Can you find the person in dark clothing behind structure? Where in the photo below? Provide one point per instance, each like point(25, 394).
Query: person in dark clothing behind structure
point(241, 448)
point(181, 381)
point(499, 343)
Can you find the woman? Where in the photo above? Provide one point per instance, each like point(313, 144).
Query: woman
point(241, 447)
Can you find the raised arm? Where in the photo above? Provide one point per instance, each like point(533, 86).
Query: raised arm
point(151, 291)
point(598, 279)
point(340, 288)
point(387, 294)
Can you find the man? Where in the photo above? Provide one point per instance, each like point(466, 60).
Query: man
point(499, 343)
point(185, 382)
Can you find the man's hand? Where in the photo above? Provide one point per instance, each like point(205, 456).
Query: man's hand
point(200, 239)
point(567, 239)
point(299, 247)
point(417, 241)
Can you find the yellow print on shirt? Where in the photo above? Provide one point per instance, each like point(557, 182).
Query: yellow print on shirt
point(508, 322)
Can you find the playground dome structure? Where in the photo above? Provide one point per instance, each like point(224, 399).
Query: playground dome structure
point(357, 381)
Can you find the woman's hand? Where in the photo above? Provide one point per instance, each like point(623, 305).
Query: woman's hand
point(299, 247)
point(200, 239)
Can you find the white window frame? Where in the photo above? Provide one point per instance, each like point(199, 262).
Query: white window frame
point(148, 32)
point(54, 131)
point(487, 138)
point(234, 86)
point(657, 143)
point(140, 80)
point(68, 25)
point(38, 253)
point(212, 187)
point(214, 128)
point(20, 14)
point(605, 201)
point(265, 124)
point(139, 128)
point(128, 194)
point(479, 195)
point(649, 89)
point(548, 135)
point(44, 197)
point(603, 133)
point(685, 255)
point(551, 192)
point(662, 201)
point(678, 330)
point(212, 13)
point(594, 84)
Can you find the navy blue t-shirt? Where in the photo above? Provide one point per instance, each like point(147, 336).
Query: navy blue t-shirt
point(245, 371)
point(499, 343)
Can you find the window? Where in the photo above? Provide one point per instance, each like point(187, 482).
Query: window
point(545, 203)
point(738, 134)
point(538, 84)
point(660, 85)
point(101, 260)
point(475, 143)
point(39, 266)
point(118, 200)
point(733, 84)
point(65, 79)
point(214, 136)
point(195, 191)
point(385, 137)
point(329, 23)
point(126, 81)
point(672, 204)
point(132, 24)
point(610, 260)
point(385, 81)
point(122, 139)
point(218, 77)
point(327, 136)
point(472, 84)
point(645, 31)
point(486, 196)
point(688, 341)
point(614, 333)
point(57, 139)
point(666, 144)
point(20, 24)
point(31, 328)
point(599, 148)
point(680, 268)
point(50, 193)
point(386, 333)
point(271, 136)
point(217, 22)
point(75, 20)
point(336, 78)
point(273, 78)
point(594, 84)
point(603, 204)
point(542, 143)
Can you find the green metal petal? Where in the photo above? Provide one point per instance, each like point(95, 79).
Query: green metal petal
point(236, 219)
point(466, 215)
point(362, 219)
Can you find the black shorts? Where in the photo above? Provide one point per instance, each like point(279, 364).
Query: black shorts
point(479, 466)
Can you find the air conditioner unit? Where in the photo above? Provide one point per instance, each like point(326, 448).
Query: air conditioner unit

· · ·

**Written request**
Locate "Can you find the window?" in the data above. Then repeat, exactly, its line and each line after it through the last, adding nothing.

**Response below**
Can you find the window? Where in the photo above? Provide one point per instance, each like point(187, 482).
Query: window
point(545, 203)
point(738, 134)
point(538, 84)
point(660, 85)
point(101, 260)
point(475, 143)
point(39, 266)
point(118, 200)
point(733, 84)
point(65, 79)
point(214, 136)
point(195, 191)
point(385, 137)
point(329, 23)
point(126, 81)
point(672, 204)
point(132, 24)
point(610, 260)
point(385, 81)
point(122, 139)
point(218, 77)
point(327, 136)
point(472, 84)
point(645, 31)
point(486, 196)
point(688, 341)
point(614, 333)
point(57, 139)
point(666, 144)
point(20, 24)
point(31, 328)
point(599, 148)
point(680, 268)
point(50, 193)
point(386, 333)
point(271, 136)
point(217, 22)
point(75, 20)
point(336, 78)
point(273, 78)
point(594, 84)
point(603, 204)
point(542, 143)
Can you find the green metal petal? Where in the photo above? Provide one point per instance, each like point(95, 79).
Query: green metal petal
point(236, 219)
point(466, 215)
point(362, 219)
Can you find the black shorts? Where in the photo above? Provide one point per instance, each like point(279, 364).
Query: black shorts
point(479, 466)
Can you find the air conditioner unit? Where in the photo above? Provide one point per instance, each like point(326, 448).
Query: air conditioner unit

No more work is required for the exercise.